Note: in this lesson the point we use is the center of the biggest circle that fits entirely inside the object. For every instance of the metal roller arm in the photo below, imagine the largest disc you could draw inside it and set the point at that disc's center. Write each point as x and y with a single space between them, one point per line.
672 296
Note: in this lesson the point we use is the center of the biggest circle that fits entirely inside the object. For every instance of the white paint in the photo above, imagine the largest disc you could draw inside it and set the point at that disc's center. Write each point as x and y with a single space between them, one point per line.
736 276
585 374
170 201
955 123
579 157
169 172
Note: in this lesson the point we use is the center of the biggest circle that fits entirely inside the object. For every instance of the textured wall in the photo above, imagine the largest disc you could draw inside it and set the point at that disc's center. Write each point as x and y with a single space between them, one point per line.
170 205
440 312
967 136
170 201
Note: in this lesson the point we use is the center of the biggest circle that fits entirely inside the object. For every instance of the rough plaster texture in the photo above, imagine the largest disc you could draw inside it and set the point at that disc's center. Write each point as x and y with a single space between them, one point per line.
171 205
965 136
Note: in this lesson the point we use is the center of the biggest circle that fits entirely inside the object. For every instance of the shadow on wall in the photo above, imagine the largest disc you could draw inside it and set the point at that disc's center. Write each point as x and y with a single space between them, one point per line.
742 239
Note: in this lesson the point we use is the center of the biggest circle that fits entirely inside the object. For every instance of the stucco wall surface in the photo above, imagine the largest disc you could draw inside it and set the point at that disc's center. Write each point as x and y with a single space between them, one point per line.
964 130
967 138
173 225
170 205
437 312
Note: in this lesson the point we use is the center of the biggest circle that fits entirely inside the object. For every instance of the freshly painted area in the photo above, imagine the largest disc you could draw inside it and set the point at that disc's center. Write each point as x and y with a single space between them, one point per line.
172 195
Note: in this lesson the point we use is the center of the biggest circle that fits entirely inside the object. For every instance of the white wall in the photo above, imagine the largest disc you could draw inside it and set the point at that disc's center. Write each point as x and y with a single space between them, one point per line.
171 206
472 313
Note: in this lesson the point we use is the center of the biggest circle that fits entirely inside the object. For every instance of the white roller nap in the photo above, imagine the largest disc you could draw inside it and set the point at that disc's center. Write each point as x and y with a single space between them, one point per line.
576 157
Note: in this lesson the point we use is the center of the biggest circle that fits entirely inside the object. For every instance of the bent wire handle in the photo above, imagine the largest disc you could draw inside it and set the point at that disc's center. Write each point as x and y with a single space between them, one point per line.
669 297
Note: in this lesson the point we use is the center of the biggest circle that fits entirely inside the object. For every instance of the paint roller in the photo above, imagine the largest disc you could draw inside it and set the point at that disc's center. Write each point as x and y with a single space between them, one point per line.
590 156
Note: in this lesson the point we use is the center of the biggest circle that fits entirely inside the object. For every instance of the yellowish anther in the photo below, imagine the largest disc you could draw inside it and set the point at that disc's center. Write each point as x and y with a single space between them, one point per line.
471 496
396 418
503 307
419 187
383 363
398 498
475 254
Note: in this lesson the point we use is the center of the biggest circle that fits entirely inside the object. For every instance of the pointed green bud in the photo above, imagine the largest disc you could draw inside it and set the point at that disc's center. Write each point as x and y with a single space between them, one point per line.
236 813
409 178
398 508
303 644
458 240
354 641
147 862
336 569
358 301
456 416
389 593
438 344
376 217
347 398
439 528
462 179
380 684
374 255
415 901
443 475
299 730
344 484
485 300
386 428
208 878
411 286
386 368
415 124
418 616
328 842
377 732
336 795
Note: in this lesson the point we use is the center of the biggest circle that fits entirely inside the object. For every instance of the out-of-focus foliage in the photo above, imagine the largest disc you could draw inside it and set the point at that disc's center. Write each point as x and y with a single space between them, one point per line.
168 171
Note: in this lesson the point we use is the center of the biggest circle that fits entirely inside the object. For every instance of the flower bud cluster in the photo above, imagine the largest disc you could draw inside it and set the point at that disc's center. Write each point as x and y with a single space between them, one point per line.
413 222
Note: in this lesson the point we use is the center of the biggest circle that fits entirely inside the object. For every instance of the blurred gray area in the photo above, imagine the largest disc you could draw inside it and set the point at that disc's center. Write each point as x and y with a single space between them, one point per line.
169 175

### [WHAT YOU SHOULD DO]
Could you write out all the entries exactly as given?

### [WRITTEN RESPONSE]
Note: in this lesson the point we use is the center of the biggest circle that fits entirely inside the object. For every instance of the metal roller arm in the photo below, imagine the largest disc you could draw inside it and set the point at that disc's center. Write each point as x and y with a single space between them, one point per line.
672 296
Note: in this lesson the point we use is the center of the biggest circle that fits entirely inside the object. For every instance of the white paint in the photo above, imagine the largest disc you could draw inside it and set the point at that disc's center. Write each point as x and y with a single space between them, one point per line.
736 276
585 374
170 201
955 123
579 157
169 172
Note: in this lesson the point we use is the center of the biggest circle that fits entirely inside the object. For every instance of the textured wall in the photo above, imagine the largest disc you could draw inside it and set the point at that disc's center. Write each point as x and y with a single space between them, one point per line.
170 205
440 312
967 136
170 201
Note: in this lesson the point we use is the center of the biggest circle that fits entirely inside the object. For every instance of the rough plaster texture in the photo above, imagine the largest disc you could draw inside it and set the point at that disc's center. Write each point as x and y with a single space between them, one point per line.
171 205
965 136
Note: in this lesson the point we use is the center of the biggest circle that fits entirely inside the object. For every instance of the shadow on wall in the photo above, imagine the largest disc you could draw inside it and set the point at that disc's center. Write each point as x and y with a single space between them, one point per line.
742 239
Note: in this lesson the point we use is the center of the biggest circle that fits entirely inside the object. For every instance of the stucco wall surface in the photo above, imagine the largest disc you could draw inside it and set the point at that disc's center. Write each point as x and y with a single space between them, one point per line.
964 130
967 138
173 225
170 205
437 312
Note: in this lesson the point we use is the center of the biggest circle that fits entirely inside the object. For every instance of the freshly painted area in the photo above, imagine the largest disc you could draw inside it and set the point at that disc's center. Write each point as x and y with a single space between them, one point per line.
172 195
Note: in this lesson the point we use is the center of the biggest circle that fits entirely inside the object. For every instance of the white wall in the photo above, imagine the largest disc you could draw inside it and set the point at that disc's center. Write each point as x and y with a single space between them, one point per line.
171 206
472 313
Note: in this lesson the point we use is the center of the biggest circle that fits entirely inside the object. For every instance of the white roller nap in the photo above, imagine the largest disc you could draw inside it and set the point at that disc's center. Write each point as x and y with a single space between them, one point per line.
576 157
Note: in this lesson the point we use is the center of the biggest circle that fits entirely inside the object. For every instance of the bent wire handle in the photo above, imagine the largest disc you could draw inside it and set the point at that disc's center. Write each point as x and y with a single space between them, one point per line.
669 297
Note: in this lesson the point we use is the center of the biggest circle that fits entirely inside the object. For every instance of the paint roller in the photo above, imagine the largest disc you could draw inside it and set the point at that disc's center. Write each point as x and y with a single space between them, one point per line.
590 156
Note: in this lesson the point we use is the center of the biggest circle that fits entirely inside the object. For every instance of the yellowish anther in the photo below, imagine the largest disc you could draw inside it and set the point at that disc's center. Write each point as x and y with a single space between them, one point per line.
471 496
396 418
503 307
419 187
383 363
398 498
475 254
Note: in this lesson the point we use is the center of the biggest circle that fits entirely inside the object. For every instance of the pointed green bud in the photo above, imagine the largest disc you could draw inside it and set the point at that disc's center. Write each point as x and y with a single space between them, one point per line.
236 813
409 178
398 508
303 644
458 240
354 641
147 862
336 569
358 301
456 416
389 593
438 344
376 217
347 398
439 528
462 179
380 684
374 255
415 901
443 475
299 730
344 484
485 300
386 428
208 878
411 286
386 368
415 124
418 616
328 842
377 732
336 795
Note: in this lesson the point we use is the center of the biggest circle that fits entirely inside the object. For every instance of the out-of-focus foliage in the photo above, imagine the largest disc you could draw inside it and set the point at that disc's center. Write each point as x and y with a single space between them, one point per line.
168 171
Note: in this lesson the point we use is the center of the biggest circle that fits entirely inside the object. For every instance of the flower bud cluster in the photo above, imagine the largest disc you could draw inside it and set the point at that disc's center. Write each point as x and y with a single space between them, one point per line.
413 222
Note: in this lesson the point we use is the center of the biggest circle that fits entirely inside the object. For every instance of the blurred gray area in the photo above, imagine the largest disc you could draw inside it and set the point at that disc's center. Write each point as x and y with a single space between them, one point per line.
169 175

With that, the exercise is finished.